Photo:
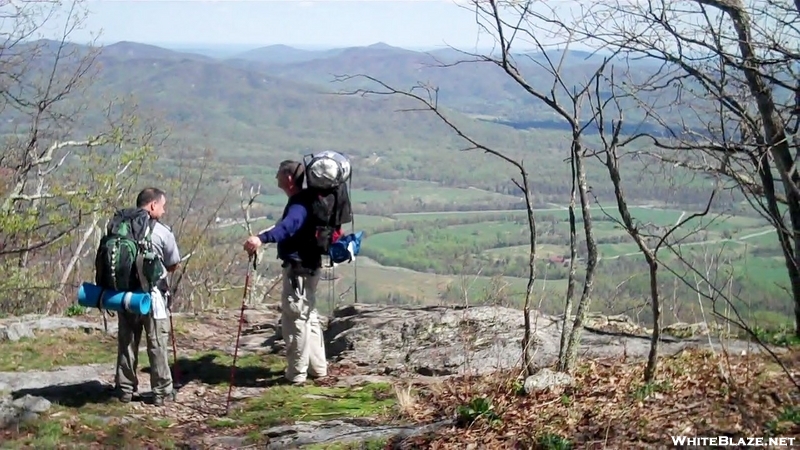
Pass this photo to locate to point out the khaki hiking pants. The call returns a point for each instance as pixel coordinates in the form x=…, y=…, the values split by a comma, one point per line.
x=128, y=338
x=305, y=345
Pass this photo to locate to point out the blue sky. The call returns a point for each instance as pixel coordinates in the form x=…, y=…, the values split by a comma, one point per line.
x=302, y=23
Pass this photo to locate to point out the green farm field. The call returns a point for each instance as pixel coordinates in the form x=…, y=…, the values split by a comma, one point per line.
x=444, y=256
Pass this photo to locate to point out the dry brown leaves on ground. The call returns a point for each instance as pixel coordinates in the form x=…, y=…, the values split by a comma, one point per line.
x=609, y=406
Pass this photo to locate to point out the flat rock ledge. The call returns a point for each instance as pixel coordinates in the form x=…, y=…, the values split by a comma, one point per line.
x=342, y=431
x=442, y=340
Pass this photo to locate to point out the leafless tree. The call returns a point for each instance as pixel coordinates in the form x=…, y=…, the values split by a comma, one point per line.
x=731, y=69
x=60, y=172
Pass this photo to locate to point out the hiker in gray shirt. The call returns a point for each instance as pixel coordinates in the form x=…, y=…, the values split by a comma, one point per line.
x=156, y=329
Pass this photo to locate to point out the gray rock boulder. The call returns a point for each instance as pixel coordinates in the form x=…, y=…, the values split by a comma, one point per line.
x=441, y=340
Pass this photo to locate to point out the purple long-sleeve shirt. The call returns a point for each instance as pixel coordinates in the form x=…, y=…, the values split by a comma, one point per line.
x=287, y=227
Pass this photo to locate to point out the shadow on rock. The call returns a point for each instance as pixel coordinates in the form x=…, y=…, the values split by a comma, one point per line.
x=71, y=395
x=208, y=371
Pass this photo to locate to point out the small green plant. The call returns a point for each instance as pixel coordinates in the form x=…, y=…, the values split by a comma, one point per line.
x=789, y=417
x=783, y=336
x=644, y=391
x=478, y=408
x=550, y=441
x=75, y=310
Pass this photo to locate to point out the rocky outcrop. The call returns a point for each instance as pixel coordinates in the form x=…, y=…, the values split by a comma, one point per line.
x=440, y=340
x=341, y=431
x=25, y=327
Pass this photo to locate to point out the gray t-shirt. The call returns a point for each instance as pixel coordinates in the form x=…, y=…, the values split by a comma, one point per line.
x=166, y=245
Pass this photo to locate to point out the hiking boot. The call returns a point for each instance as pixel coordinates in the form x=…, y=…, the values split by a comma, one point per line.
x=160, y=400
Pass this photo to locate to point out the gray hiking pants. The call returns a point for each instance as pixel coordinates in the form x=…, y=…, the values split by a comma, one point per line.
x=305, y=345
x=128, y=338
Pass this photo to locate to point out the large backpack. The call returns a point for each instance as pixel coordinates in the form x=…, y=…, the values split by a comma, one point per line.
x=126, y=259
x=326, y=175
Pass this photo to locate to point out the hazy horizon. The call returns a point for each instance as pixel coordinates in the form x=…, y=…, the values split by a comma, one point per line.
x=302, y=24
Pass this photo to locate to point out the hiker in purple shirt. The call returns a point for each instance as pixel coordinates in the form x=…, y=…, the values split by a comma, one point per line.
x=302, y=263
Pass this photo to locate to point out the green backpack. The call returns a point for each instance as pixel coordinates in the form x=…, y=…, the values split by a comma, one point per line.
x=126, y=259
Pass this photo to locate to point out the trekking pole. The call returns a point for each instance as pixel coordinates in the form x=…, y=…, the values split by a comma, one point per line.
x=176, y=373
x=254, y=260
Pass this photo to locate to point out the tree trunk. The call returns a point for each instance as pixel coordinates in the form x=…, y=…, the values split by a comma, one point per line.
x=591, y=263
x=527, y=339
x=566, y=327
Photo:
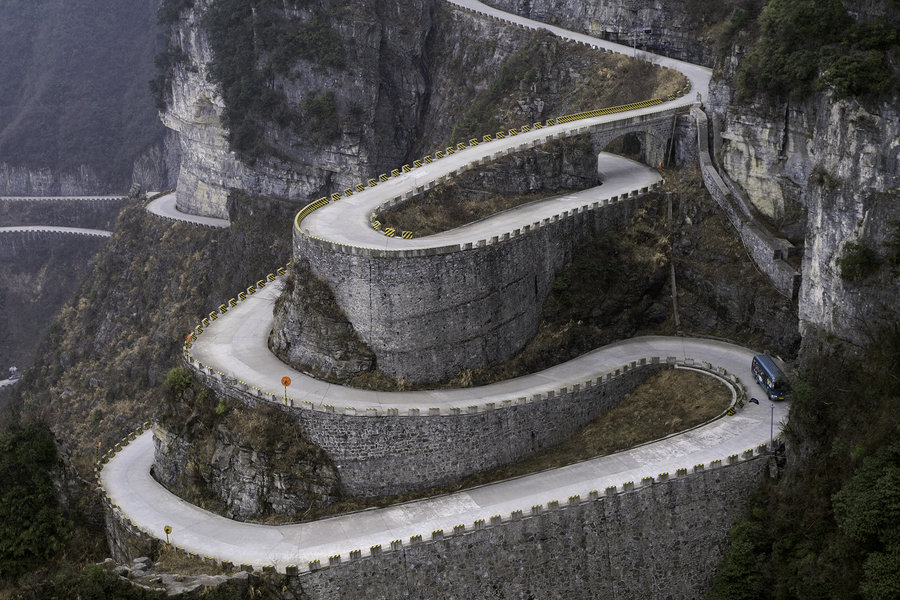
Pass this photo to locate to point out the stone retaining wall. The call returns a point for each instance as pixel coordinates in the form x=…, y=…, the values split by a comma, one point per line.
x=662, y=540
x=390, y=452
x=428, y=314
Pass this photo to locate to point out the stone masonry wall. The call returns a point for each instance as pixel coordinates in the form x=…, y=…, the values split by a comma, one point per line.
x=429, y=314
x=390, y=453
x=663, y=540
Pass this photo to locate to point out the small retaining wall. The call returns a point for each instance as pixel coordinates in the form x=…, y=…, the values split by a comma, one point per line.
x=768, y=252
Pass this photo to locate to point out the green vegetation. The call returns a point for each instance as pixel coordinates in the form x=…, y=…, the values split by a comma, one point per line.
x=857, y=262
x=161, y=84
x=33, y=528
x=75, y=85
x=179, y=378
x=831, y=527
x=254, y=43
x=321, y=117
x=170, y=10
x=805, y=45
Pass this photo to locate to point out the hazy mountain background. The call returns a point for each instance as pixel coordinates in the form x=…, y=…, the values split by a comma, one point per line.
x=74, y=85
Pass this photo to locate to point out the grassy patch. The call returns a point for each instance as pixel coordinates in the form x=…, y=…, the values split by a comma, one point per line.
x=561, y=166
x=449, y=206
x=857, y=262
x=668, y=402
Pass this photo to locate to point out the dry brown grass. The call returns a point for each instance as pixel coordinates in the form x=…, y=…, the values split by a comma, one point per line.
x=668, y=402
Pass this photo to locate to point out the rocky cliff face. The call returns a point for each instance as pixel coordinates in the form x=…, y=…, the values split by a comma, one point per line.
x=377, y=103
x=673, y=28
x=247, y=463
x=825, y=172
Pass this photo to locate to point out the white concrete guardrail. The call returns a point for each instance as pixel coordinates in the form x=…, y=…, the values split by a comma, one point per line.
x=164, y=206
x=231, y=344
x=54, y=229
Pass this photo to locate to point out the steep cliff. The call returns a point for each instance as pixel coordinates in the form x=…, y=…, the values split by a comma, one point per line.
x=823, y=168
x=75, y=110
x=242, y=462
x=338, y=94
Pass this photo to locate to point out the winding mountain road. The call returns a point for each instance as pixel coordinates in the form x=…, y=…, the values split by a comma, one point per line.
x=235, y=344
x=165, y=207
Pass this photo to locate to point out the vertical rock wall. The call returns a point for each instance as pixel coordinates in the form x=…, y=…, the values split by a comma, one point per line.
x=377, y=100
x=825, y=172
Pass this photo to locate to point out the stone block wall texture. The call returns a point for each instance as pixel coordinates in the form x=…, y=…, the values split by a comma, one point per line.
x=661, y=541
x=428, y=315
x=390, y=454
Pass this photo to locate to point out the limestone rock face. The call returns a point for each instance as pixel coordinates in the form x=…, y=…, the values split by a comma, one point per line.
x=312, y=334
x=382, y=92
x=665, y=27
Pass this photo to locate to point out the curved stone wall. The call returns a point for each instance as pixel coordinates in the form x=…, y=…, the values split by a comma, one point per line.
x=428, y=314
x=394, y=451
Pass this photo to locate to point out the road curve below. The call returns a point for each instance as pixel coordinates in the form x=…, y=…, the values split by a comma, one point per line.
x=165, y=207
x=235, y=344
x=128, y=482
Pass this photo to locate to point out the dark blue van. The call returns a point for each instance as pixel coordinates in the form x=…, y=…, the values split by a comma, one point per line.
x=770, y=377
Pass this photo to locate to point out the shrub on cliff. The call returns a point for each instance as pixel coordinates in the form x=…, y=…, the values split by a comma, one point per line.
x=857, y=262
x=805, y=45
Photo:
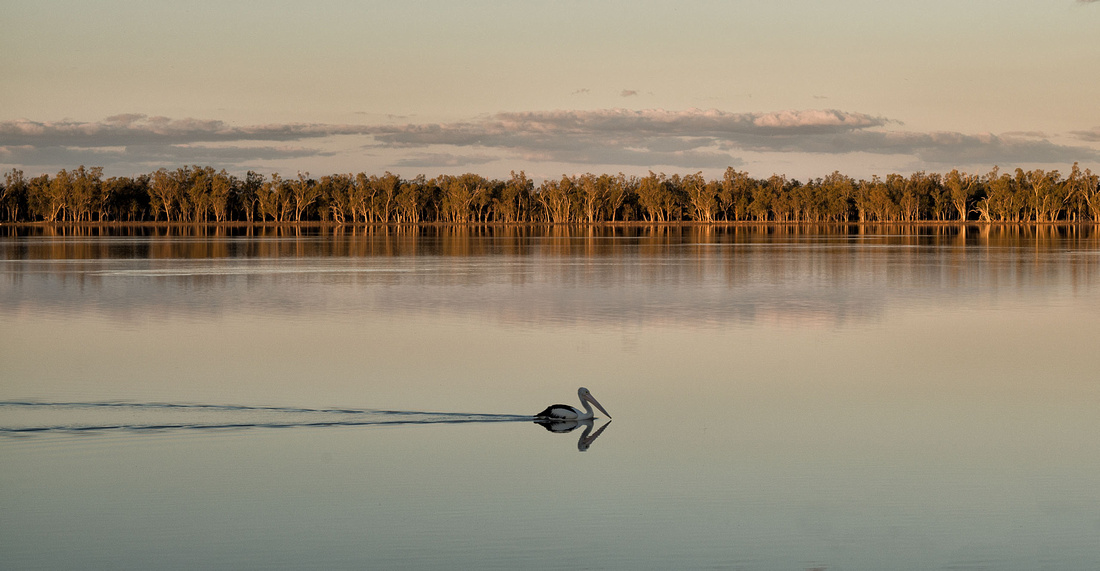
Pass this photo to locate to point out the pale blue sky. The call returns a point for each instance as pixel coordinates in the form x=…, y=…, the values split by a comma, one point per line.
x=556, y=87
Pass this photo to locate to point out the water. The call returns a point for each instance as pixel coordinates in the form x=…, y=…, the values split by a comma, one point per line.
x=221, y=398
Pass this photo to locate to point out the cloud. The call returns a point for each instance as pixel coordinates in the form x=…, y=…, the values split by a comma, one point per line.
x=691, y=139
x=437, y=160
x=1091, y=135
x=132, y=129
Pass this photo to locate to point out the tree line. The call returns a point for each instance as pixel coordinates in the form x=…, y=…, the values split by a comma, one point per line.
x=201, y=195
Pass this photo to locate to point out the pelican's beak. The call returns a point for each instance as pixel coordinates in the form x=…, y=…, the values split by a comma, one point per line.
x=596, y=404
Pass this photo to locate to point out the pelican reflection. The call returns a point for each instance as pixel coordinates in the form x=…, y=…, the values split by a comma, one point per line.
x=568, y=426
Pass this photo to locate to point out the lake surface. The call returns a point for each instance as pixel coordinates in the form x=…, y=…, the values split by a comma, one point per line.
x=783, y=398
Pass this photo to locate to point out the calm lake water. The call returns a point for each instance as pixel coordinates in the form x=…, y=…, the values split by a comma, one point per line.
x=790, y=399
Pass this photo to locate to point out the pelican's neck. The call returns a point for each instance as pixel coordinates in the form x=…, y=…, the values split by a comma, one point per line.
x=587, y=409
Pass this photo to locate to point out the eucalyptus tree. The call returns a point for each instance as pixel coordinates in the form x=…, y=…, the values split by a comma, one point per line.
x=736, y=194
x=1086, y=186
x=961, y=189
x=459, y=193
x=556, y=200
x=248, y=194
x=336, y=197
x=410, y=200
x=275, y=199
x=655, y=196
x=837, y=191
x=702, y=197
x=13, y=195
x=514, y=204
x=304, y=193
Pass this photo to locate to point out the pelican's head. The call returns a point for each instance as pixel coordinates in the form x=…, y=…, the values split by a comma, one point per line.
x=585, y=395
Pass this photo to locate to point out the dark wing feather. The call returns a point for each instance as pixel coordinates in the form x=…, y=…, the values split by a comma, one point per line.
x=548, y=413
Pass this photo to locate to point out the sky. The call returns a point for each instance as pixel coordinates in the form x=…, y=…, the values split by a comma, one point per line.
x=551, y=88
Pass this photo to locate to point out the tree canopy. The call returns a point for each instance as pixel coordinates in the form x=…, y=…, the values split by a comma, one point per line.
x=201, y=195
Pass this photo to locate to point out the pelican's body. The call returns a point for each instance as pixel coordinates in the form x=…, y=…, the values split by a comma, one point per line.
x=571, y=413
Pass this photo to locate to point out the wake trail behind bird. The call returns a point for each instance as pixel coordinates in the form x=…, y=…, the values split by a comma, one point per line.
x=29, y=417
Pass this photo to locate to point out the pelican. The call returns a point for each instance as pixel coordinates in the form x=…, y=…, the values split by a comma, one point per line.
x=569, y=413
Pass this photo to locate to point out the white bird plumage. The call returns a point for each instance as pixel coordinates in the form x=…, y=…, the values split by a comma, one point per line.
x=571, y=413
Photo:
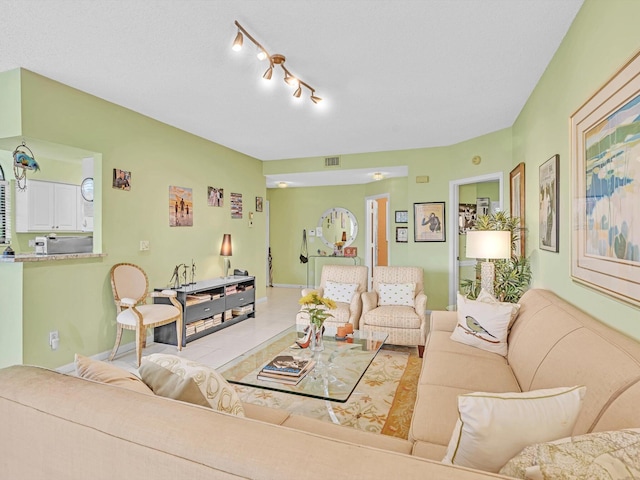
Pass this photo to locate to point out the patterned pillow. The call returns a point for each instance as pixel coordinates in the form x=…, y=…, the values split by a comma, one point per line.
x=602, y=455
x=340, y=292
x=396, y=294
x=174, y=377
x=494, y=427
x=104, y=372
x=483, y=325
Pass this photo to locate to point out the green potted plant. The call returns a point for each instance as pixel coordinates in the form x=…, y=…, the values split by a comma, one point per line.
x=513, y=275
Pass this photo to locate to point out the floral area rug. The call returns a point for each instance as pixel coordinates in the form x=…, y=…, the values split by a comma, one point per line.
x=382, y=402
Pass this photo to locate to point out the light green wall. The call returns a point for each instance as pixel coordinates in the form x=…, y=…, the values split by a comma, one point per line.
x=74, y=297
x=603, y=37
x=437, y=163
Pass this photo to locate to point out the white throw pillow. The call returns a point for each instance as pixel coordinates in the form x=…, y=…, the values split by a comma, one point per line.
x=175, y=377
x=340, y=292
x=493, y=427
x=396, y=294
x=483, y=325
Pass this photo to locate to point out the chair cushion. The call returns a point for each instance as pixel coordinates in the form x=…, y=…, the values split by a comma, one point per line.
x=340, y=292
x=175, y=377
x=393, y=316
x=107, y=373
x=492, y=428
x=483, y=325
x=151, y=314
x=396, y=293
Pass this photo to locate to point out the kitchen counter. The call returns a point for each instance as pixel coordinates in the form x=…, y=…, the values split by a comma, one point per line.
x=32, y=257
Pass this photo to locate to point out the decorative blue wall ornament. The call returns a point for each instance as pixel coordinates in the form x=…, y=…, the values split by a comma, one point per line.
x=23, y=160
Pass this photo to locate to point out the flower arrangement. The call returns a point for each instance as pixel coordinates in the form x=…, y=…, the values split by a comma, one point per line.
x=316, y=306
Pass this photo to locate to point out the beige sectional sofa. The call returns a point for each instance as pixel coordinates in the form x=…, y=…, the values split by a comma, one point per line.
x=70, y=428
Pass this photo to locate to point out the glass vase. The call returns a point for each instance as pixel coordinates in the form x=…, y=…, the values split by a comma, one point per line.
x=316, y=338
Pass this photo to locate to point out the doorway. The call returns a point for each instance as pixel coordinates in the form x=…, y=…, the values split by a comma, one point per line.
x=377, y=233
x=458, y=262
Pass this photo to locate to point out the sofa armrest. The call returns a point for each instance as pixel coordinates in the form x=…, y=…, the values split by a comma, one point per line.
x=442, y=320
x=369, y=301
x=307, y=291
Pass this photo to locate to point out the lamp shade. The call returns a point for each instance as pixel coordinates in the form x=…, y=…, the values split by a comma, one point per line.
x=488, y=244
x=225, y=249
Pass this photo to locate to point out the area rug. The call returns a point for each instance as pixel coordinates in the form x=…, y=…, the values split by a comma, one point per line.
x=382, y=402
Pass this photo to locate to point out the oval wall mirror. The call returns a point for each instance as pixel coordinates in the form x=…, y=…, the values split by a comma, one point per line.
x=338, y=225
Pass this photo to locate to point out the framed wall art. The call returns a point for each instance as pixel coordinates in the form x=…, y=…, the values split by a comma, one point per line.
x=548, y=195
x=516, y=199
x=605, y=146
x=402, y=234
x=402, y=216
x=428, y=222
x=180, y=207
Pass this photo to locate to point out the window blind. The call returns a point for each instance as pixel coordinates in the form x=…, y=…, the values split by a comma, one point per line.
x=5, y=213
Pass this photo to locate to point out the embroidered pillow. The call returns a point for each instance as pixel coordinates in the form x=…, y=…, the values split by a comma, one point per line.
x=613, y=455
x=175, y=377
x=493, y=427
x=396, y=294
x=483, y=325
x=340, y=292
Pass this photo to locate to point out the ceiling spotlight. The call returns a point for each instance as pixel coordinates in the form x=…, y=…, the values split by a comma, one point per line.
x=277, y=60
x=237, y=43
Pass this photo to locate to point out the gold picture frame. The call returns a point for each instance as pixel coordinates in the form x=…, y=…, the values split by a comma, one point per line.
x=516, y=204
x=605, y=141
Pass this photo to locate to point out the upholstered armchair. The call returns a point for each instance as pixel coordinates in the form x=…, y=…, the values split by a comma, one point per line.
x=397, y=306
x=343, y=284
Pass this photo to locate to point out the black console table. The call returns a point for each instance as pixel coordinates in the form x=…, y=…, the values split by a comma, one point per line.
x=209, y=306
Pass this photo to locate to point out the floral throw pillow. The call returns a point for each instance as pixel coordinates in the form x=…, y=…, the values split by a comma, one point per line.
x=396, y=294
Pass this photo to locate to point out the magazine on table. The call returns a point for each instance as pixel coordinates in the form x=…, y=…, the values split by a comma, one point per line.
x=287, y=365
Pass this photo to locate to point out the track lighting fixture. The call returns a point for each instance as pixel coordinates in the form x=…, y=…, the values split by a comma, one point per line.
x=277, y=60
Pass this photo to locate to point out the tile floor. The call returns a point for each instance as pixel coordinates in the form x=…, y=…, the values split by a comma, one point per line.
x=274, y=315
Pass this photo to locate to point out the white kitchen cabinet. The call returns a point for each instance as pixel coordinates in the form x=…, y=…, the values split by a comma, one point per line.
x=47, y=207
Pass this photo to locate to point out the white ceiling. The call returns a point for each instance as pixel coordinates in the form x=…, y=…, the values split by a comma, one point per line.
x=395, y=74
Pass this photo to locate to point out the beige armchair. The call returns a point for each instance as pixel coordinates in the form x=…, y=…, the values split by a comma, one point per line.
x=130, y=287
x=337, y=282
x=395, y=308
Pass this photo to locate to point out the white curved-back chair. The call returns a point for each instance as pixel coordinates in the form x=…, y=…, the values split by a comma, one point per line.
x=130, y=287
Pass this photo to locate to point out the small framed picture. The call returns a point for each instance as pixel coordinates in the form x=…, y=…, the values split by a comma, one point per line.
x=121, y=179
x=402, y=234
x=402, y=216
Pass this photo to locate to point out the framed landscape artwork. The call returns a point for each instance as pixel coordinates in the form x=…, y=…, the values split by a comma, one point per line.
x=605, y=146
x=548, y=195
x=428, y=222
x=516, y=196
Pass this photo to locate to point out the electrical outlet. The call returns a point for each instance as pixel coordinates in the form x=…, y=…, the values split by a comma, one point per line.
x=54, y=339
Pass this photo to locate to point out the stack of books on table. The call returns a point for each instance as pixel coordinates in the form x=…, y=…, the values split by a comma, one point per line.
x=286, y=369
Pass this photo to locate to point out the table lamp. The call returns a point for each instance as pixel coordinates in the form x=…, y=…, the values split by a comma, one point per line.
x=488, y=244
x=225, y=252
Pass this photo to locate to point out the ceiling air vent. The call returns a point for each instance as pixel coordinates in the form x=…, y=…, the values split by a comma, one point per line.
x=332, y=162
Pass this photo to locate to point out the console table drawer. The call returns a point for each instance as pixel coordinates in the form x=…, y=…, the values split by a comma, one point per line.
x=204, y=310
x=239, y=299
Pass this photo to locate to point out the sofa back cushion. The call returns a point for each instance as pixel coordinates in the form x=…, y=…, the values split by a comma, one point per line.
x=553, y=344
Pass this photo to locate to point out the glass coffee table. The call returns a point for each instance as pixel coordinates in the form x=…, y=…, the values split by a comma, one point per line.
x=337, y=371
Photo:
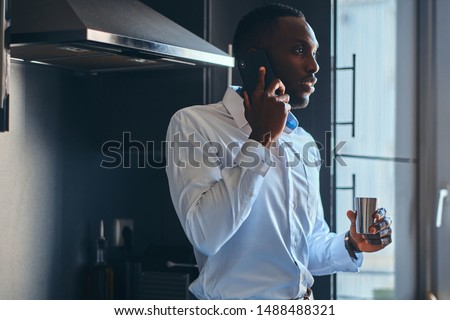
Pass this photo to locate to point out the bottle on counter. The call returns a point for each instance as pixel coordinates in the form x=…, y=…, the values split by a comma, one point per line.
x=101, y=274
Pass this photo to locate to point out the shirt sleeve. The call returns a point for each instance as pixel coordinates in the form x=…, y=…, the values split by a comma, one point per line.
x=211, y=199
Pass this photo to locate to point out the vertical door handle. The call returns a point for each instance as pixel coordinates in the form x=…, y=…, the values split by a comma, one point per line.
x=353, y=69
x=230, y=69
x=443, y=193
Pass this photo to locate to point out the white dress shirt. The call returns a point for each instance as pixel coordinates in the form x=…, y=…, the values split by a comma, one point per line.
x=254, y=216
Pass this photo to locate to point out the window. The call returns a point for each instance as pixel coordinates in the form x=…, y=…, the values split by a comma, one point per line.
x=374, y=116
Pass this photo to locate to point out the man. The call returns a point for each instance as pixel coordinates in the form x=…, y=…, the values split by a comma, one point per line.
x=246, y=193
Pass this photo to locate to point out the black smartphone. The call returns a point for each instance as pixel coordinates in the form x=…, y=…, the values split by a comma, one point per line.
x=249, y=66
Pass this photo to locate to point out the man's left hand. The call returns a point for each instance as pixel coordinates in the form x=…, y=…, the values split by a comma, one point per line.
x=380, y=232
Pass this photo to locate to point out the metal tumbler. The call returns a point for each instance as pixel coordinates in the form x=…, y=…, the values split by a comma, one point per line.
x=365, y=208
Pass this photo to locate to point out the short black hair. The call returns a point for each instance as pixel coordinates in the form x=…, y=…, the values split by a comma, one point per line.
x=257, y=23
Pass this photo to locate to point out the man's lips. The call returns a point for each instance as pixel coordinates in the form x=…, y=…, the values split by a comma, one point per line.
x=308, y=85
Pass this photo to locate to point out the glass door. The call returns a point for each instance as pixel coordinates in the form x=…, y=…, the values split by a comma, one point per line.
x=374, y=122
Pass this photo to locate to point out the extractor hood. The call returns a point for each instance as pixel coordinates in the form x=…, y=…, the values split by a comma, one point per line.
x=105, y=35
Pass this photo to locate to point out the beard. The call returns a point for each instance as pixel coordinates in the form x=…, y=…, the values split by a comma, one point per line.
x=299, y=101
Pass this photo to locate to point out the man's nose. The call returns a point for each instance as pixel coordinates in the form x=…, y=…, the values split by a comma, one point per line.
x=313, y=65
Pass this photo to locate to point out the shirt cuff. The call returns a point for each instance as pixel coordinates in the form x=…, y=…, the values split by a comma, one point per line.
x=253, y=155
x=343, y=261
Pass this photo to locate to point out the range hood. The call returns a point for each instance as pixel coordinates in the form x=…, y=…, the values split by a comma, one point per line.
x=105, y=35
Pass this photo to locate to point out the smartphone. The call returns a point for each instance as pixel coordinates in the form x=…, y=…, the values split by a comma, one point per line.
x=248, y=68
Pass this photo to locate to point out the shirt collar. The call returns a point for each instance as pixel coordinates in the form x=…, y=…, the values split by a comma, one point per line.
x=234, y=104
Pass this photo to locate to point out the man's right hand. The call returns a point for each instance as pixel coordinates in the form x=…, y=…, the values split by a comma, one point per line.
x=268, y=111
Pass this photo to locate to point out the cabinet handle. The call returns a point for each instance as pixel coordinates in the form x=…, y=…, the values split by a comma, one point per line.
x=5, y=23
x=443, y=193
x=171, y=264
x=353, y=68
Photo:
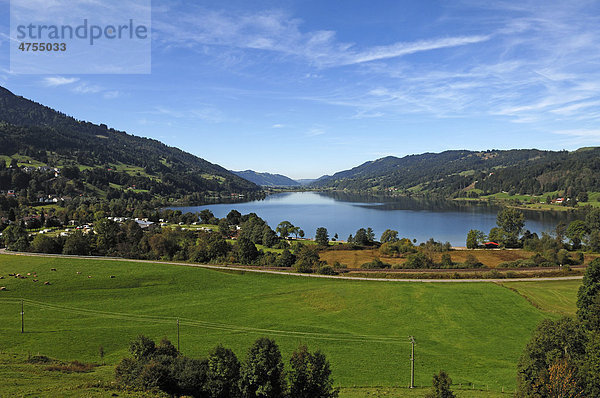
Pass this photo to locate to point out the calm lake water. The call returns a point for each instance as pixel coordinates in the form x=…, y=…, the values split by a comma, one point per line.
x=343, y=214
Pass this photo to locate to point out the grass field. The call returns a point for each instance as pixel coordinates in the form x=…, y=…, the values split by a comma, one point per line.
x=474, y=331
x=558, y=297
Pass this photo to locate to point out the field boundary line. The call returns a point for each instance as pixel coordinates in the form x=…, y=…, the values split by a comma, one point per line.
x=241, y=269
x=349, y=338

*****

### Prompt
Please return, without any change, everything from the line containing "Pass this photo to locate to point out the beige armchair." down to the line containing "x=395, y=308", with both of those lines included.

### Exercise solution
Pass this photo to locate to point out the beige armchair. The call returns a point for each instance as pixel coordinates in the form x=…, y=…, the values split by a comma, one point per line.
x=130, y=287
x=337, y=282
x=395, y=308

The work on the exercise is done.